**GIVEN EXERCISE:**
Return, word for word, the lines of the listing below, starting at the line that contains "trace: double-hung window" and ending after the line that contains "Now the double-hung".

**EXERCISE DATA:**
┏━━

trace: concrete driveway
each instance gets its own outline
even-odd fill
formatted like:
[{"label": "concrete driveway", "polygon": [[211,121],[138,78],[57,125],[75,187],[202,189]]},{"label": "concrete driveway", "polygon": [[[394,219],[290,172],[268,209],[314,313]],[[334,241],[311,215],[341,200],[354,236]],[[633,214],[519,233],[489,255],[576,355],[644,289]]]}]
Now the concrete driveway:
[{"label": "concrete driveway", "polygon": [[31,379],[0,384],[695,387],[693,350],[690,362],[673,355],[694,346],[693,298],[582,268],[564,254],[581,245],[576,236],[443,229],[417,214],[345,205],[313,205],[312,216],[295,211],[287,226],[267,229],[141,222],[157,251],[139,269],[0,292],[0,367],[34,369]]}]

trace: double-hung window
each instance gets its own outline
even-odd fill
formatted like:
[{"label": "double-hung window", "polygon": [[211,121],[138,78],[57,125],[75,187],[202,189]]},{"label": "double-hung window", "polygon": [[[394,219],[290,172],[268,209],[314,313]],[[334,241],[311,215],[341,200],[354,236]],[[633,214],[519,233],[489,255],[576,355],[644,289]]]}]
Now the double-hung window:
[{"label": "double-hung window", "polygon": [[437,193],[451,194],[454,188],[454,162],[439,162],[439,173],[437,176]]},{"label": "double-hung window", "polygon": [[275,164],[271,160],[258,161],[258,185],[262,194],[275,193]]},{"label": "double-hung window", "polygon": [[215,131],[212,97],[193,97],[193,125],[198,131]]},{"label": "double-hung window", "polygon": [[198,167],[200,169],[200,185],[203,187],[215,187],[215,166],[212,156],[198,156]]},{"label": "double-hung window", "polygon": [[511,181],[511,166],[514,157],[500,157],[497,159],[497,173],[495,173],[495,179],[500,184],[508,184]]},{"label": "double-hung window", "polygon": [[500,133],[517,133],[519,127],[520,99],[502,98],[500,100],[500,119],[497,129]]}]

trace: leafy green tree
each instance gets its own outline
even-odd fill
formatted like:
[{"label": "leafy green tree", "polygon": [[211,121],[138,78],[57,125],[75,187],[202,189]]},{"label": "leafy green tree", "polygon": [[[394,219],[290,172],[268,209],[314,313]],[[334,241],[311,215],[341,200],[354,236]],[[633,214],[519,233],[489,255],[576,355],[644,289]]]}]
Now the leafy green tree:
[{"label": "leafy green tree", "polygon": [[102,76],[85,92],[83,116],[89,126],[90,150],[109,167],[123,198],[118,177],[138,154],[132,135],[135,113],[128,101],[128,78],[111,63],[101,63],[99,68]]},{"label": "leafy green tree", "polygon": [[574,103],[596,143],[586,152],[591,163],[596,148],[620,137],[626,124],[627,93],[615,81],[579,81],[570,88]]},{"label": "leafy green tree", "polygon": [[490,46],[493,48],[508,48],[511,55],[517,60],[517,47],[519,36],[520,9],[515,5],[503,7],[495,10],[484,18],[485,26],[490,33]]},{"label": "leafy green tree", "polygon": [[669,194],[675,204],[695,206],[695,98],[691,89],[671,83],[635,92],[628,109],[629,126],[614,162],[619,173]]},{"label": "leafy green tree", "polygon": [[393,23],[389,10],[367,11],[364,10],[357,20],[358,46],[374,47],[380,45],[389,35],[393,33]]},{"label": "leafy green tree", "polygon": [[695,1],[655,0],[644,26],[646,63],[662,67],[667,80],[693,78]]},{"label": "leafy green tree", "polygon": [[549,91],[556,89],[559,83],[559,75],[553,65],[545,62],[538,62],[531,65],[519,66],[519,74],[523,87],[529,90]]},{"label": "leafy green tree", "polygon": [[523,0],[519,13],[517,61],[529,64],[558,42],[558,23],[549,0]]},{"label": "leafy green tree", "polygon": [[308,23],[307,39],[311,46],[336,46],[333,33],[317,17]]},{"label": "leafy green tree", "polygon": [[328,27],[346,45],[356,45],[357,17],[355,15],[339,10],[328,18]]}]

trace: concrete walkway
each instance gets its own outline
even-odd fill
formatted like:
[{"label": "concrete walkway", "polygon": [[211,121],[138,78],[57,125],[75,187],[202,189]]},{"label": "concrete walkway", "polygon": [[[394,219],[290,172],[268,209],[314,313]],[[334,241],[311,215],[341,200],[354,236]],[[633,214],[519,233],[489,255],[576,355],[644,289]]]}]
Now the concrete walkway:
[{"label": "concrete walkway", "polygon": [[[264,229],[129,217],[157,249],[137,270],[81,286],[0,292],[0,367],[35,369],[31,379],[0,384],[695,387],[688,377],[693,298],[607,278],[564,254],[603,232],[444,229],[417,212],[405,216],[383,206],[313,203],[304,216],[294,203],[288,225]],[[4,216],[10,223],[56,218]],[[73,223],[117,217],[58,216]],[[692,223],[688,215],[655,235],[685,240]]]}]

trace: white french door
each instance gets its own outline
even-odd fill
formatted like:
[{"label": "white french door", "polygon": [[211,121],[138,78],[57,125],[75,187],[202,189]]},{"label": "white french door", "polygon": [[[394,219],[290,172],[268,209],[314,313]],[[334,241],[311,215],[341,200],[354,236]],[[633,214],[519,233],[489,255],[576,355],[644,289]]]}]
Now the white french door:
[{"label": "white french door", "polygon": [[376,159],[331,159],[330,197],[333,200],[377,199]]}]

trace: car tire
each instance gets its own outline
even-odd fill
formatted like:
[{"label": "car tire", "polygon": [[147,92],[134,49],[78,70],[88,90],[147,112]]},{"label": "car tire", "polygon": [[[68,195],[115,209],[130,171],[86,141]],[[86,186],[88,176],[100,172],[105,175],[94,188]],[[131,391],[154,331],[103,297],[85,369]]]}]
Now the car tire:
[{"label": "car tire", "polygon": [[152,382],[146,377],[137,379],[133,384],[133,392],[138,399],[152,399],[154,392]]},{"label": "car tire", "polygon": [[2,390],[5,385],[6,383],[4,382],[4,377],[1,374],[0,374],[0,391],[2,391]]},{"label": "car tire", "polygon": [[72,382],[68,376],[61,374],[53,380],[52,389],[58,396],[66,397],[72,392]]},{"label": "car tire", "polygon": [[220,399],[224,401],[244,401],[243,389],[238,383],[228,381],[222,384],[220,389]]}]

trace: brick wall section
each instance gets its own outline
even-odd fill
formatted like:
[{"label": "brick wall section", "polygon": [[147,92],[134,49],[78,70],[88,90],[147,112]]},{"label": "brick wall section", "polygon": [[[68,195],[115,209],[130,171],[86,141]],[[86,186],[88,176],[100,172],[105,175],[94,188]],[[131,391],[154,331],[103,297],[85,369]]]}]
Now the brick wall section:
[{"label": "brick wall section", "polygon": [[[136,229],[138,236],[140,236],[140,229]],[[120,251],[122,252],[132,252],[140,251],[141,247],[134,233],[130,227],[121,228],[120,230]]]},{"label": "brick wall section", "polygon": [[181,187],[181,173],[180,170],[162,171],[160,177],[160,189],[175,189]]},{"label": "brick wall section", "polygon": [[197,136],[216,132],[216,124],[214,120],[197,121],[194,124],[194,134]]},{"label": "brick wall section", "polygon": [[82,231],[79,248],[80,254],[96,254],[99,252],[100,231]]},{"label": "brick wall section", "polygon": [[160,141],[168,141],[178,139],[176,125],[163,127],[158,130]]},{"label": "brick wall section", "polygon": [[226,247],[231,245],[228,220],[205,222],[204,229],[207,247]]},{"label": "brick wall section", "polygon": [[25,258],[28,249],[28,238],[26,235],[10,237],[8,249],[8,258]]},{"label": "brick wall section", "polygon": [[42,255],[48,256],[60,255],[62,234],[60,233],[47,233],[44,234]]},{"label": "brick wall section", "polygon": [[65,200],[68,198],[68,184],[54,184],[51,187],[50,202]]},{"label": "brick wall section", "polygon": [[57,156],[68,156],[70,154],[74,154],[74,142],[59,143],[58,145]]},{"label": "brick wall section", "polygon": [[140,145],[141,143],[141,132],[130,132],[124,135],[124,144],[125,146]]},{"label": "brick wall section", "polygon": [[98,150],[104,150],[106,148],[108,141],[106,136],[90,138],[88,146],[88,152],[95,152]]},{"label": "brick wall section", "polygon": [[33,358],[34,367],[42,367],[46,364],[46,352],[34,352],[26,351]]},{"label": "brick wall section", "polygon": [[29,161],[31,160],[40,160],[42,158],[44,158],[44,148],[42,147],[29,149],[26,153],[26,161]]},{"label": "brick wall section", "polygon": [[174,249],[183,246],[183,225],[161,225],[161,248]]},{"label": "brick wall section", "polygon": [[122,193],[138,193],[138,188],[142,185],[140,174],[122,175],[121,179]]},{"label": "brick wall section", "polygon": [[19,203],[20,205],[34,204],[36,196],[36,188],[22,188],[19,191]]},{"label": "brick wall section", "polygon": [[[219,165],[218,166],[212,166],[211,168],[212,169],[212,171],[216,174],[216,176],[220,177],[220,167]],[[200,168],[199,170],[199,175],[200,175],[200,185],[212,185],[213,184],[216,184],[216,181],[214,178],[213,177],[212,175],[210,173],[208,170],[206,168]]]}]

┗━━

**RESPONSE TO THE TASK:**
trace: double-hung window
each instance gets its own outline
even-odd fill
formatted like:
[{"label": "double-hung window", "polygon": [[211,121],[138,78],[57,125],[75,187],[202,189]]},{"label": "double-hung window", "polygon": [[[394,219],[290,172],[268,209],[314,313]],[[334,241],[311,215],[341,200],[354,236]],[[633,214],[519,233],[489,255],[576,355],[644,289]]]}]
Now the double-hung window:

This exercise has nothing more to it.